### DOCUMENT EXCERPT
========================

When Speculation Spills Secrets: Side Channels via Speculative Decoding In LLMs
Jiankun Wei, Abdulrahman Abdulrazzag, Tianchen Zhang, Adel Muursepp, Gururaj Saileshwar
TL;DR
This work reveals privacy risks in speculative decoding for LLMs, showing input-dependent speculation patterns yield side-channel signals—via per-iteration token counts and packet sizes—that can reveal user prompts and datastore contents. It experimentally assesses multiple speculative schemes (LADE, REST, BiLD, EAGLE) and demonstrates high fingerprinting accuracy and datastore leakage, including remote vLLM scenarios and robustness under distribution shift. The authors propose practical mitigations, notably token aggregation and packet padding, and quantify their effectiveness and trade-offs, including substantial payload overhead in fixed-padding defenses. The findings underscore the need for privacy-preserving deployment of speculative decoding in production systems and offer concrete defenses to mitigate information leakage without compromising throughput.
Abstract
Deployed large language models (LLMs) often rely on speculative decoding, a technique that generates and verifies multiple candidate tokens in parallel, to improve throughput and latency. In this work, we reveal a new side-channel whereby input-dependent patterns of correct and incorrect speculations can be inferred by monitoring per-iteration token counts or packet sizes. In evaluations using research prototypes and production-grade vLLM serving frameworks, we show that an adversary monitoring these patterns can fingerprint user queries (from a set of 50 prompts) with over 75% accuracy across four speculative-decoding schemes at temperature 0.3: REST (100%), LADE (91.6%), BiLD (95.2%), and EAGLE (77.6%). Even at temperature 1.0, accuracy remains far above the 2% random baseline - REST (99.6%), LADE (61.2%), BiLD (63.6%), and EAGLE (24%). We also show the capability of the attacker to leak confidential datastore contents used for prediction at rates exceeding 25 tokens/sec. To defend against these, we propose and evaluate a suite of mitigations, including packet padding and iteration-wise token aggregation.

========================

### DATA

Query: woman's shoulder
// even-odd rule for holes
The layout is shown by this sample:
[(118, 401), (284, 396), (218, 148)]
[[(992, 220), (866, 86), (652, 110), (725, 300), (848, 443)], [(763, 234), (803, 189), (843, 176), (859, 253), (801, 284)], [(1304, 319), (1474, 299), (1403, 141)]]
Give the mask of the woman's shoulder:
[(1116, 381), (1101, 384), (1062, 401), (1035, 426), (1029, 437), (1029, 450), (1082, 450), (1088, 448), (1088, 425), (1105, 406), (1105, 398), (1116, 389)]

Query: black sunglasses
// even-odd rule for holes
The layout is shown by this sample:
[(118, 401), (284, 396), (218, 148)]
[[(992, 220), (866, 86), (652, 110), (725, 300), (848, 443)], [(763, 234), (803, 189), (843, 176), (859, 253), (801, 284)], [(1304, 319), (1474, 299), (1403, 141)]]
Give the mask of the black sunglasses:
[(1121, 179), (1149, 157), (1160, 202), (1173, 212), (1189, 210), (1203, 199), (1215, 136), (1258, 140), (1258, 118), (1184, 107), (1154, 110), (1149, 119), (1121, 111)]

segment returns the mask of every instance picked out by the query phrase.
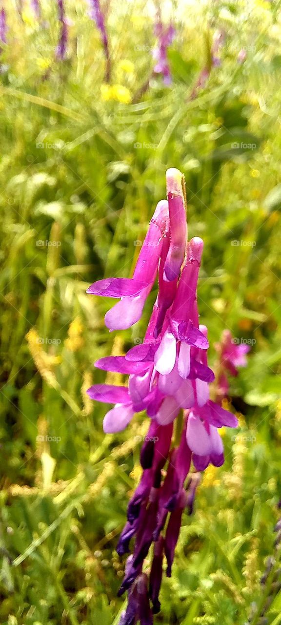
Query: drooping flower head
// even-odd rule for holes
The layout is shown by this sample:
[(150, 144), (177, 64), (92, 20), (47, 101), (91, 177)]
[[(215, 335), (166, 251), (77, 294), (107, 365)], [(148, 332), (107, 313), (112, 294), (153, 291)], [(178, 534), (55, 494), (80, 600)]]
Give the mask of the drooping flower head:
[(2, 8), (0, 11), (0, 41), (7, 43), (7, 19), (6, 11)]
[[(170, 576), (184, 511), (193, 511), (198, 472), (209, 463), (222, 464), (219, 429), (237, 424), (220, 402), (210, 399), (209, 384), (215, 376), (208, 365), (207, 329), (199, 323), (197, 298), (204, 243), (199, 237), (187, 241), (182, 174), (171, 168), (166, 181), (167, 200), (156, 207), (132, 278), (99, 280), (87, 290), (121, 298), (105, 317), (110, 330), (119, 330), (140, 319), (158, 279), (144, 342), (125, 356), (96, 362), (102, 370), (129, 375), (128, 385), (94, 384), (88, 390), (92, 399), (115, 404), (104, 417), (106, 432), (123, 429), (136, 412), (146, 411), (150, 419), (140, 451), (142, 475), (117, 546), (121, 556), (132, 552), (119, 591), (119, 595), (128, 592), (120, 625), (152, 623), (152, 613), (160, 608), (164, 559)], [(224, 358), (229, 368), (243, 358), (242, 351), (234, 352), (231, 346), (226, 338)], [(150, 551), (148, 579), (142, 568)]]
[(39, 0), (31, 0), (31, 5), (36, 18), (39, 19), (41, 16)]
[(157, 21), (155, 25), (154, 34), (157, 41), (152, 51), (155, 65), (153, 68), (155, 74), (160, 74), (163, 78), (164, 84), (170, 84), (172, 76), (168, 62), (167, 50), (173, 41), (175, 30), (172, 24), (165, 26), (158, 12)]
[(89, 15), (96, 22), (97, 28), (101, 33), (104, 54), (106, 59), (106, 82), (111, 78), (111, 67), (107, 33), (106, 28), (105, 17), (101, 8), (99, 0), (89, 0), (90, 10)]
[(67, 51), (67, 22), (66, 18), (64, 0), (57, 0), (57, 1), (59, 22), (60, 24), (60, 34), (59, 42), (56, 49), (56, 56), (59, 60), (63, 61), (66, 58)]
[(237, 368), (247, 366), (246, 355), (250, 347), (247, 343), (240, 343), (239, 339), (234, 338), (230, 330), (224, 330), (220, 342), (215, 343), (214, 347), (219, 358), (217, 381), (217, 401), (219, 402), (229, 394), (229, 374), (236, 377), (239, 373)]

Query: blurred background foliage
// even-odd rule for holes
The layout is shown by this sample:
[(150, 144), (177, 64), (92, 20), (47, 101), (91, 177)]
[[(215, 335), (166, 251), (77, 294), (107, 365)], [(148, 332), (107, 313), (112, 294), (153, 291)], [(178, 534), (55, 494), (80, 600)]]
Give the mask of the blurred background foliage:
[[(104, 380), (97, 358), (141, 342), (155, 291), (143, 321), (109, 334), (111, 300), (86, 290), (131, 275), (174, 166), (189, 235), (205, 242), (199, 303), (211, 363), (224, 328), (252, 349), (231, 386), (239, 429), (225, 434), (225, 463), (205, 472), (184, 518), (155, 622), (278, 625), (279, 586), (260, 580), (281, 494), (280, 3), (161, 3), (175, 28), (169, 86), (152, 73), (153, 2), (102, 4), (111, 86), (86, 2), (66, 2), (64, 61), (54, 0), (39, 20), (27, 0), (21, 17), (2, 4), (1, 622), (118, 622), (114, 548), (148, 420), (104, 436), (107, 409), (86, 390)], [(218, 31), (220, 62), (194, 92)]]

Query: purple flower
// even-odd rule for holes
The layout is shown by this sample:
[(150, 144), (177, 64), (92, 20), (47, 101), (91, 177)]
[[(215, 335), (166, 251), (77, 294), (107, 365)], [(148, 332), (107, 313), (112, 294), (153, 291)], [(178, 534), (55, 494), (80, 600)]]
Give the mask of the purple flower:
[(236, 377), (239, 374), (237, 367), (246, 367), (246, 355), (250, 351), (249, 345), (237, 342), (230, 330), (224, 330), (220, 342), (215, 344), (219, 353), (219, 363), (217, 376), (218, 402), (227, 397), (229, 391), (227, 374)]
[(164, 84), (169, 85), (172, 82), (172, 76), (167, 52), (169, 46), (170, 46), (174, 39), (175, 31), (172, 24), (170, 24), (169, 26), (165, 26), (159, 16), (155, 26), (154, 32), (157, 41), (152, 52), (154, 59), (155, 61), (154, 72), (155, 74), (161, 74)]
[(41, 11), (40, 11), (40, 4), (39, 0), (31, 0), (31, 5), (32, 8), (34, 15), (37, 19), (40, 19)]
[[(134, 412), (145, 410), (151, 419), (140, 451), (142, 475), (117, 547), (121, 556), (132, 551), (119, 591), (119, 595), (128, 591), (122, 625), (138, 620), (149, 625), (152, 612), (159, 611), (164, 556), (170, 576), (182, 514), (185, 508), (192, 514), (199, 482), (199, 474), (190, 472), (192, 462), (196, 471), (209, 462), (220, 466), (224, 448), (219, 430), (237, 424), (220, 402), (210, 399), (215, 376), (208, 366), (207, 329), (199, 324), (197, 298), (203, 241), (194, 237), (187, 242), (184, 181), (177, 169), (167, 172), (167, 192), (168, 201), (157, 206), (133, 278), (106, 278), (88, 289), (96, 295), (121, 298), (105, 321), (110, 329), (125, 329), (140, 319), (158, 276), (159, 292), (144, 343), (124, 356), (96, 362), (102, 370), (128, 374), (128, 386), (94, 384), (88, 390), (92, 399), (115, 404), (104, 418), (105, 432), (122, 429)], [(228, 371), (235, 372), (244, 364), (245, 353), (225, 334), (221, 358)], [(177, 436), (172, 438), (175, 421)], [(142, 567), (152, 543), (148, 589)]]
[(106, 278), (87, 289), (87, 293), (94, 295), (121, 298), (105, 316), (110, 330), (125, 330), (140, 319), (156, 277), (167, 216), (168, 202), (164, 200), (157, 204), (150, 221), (132, 279)]
[(67, 23), (64, 0), (57, 0), (57, 9), (61, 31), (59, 42), (56, 49), (56, 56), (57, 59), (63, 61), (66, 58), (67, 44)]
[(4, 9), (0, 11), (0, 41), (2, 43), (7, 42), (7, 20)]
[(101, 32), (102, 46), (106, 59), (106, 81), (107, 82), (109, 82), (111, 79), (111, 68), (108, 37), (106, 29), (104, 16), (101, 8), (99, 0), (89, 0), (89, 4), (90, 6), (89, 15), (91, 19), (96, 22), (97, 28), (99, 29)]

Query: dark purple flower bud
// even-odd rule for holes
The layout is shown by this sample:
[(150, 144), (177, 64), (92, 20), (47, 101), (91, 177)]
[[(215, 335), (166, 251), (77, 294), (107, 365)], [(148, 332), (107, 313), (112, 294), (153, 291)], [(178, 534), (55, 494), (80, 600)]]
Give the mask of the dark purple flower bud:
[(167, 558), (167, 577), (172, 575), (172, 564), (175, 554), (175, 546), (179, 538), (184, 509), (187, 503), (187, 496), (185, 491), (182, 491), (179, 507), (171, 512), (169, 519), (165, 537), (165, 553)]
[(37, 18), (37, 19), (39, 19), (41, 15), (41, 11), (40, 11), (40, 4), (39, 0), (31, 0), (31, 5), (35, 16)]
[(90, 11), (89, 14), (91, 19), (96, 22), (97, 28), (99, 30), (102, 42), (104, 54), (106, 59), (106, 81), (109, 82), (111, 79), (111, 67), (109, 55), (109, 47), (107, 33), (106, 32), (104, 16), (101, 8), (99, 0), (89, 0)]
[(57, 9), (59, 21), (61, 24), (61, 31), (58, 44), (56, 49), (56, 56), (59, 60), (63, 61), (66, 57), (67, 44), (67, 25), (64, 0), (57, 0)]
[(189, 508), (189, 514), (193, 514), (195, 496), (200, 480), (201, 476), (200, 473), (192, 473), (187, 491), (186, 506)]
[(139, 617), (140, 625), (153, 625), (153, 616), (149, 603), (147, 576), (142, 573), (137, 579), (139, 594)]
[(152, 602), (154, 614), (160, 612), (160, 603), (159, 599), (162, 576), (162, 562), (164, 539), (160, 536), (154, 545), (154, 554), (151, 565), (149, 577), (149, 596)]

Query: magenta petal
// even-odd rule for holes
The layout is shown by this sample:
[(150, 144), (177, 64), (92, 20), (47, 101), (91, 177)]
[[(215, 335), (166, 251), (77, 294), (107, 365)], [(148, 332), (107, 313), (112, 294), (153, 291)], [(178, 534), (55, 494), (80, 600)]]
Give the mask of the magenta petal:
[(151, 363), (149, 361), (134, 362), (126, 360), (124, 356), (108, 356), (100, 358), (95, 362), (95, 367), (102, 369), (104, 371), (112, 371), (115, 373), (136, 373), (144, 374)]
[(210, 456), (197, 456), (192, 454), (193, 464), (196, 471), (204, 471), (210, 462)]
[(121, 432), (130, 422), (133, 416), (134, 411), (131, 404), (117, 404), (104, 417), (104, 432), (106, 434)]
[(141, 343), (140, 345), (135, 345), (131, 348), (125, 356), (126, 360), (137, 361), (141, 360), (153, 361), (154, 352), (155, 351), (159, 343), (149, 344)]
[(189, 449), (197, 456), (208, 456), (212, 451), (209, 436), (197, 415), (190, 412), (187, 419), (186, 440)]
[(127, 278), (106, 278), (97, 280), (87, 289), (87, 293), (102, 295), (107, 298), (124, 298), (138, 295), (147, 284)]
[(210, 369), (210, 367), (206, 366), (205, 364), (202, 364), (201, 362), (198, 362), (195, 358), (192, 360), (192, 375), (190, 374), (190, 378), (199, 378), (200, 380), (203, 380), (204, 382), (214, 382), (215, 379), (215, 376), (214, 372)]
[(142, 316), (145, 299), (152, 287), (152, 282), (142, 289), (138, 295), (123, 298), (117, 302), (104, 317), (104, 322), (109, 330), (127, 330), (139, 321)]
[(91, 399), (107, 404), (126, 404), (130, 402), (128, 389), (126, 386), (112, 384), (94, 384), (87, 391)]
[(193, 345), (194, 347), (200, 348), (200, 349), (207, 349), (209, 348), (208, 339), (204, 336), (202, 332), (195, 328), (190, 321), (182, 321), (179, 324), (177, 329), (179, 338), (180, 341), (188, 343), (189, 345)]
[(206, 419), (211, 425), (215, 426), (215, 428), (221, 428), (222, 426), (226, 426), (227, 428), (237, 427), (238, 421), (236, 417), (228, 410), (225, 410), (210, 400), (206, 408), (209, 409)]
[(164, 266), (168, 282), (179, 278), (185, 251), (187, 226), (184, 194), (184, 176), (179, 169), (170, 168), (166, 172), (167, 194), (170, 224), (170, 243)]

========================

### TASK REQUIREMENTS
According to the text on side channels in speculative decoding, at what rate can an attacker leak confidential datastore contents?

### REPLY TO THE TASK
At rates exceeding 25 tokens per second.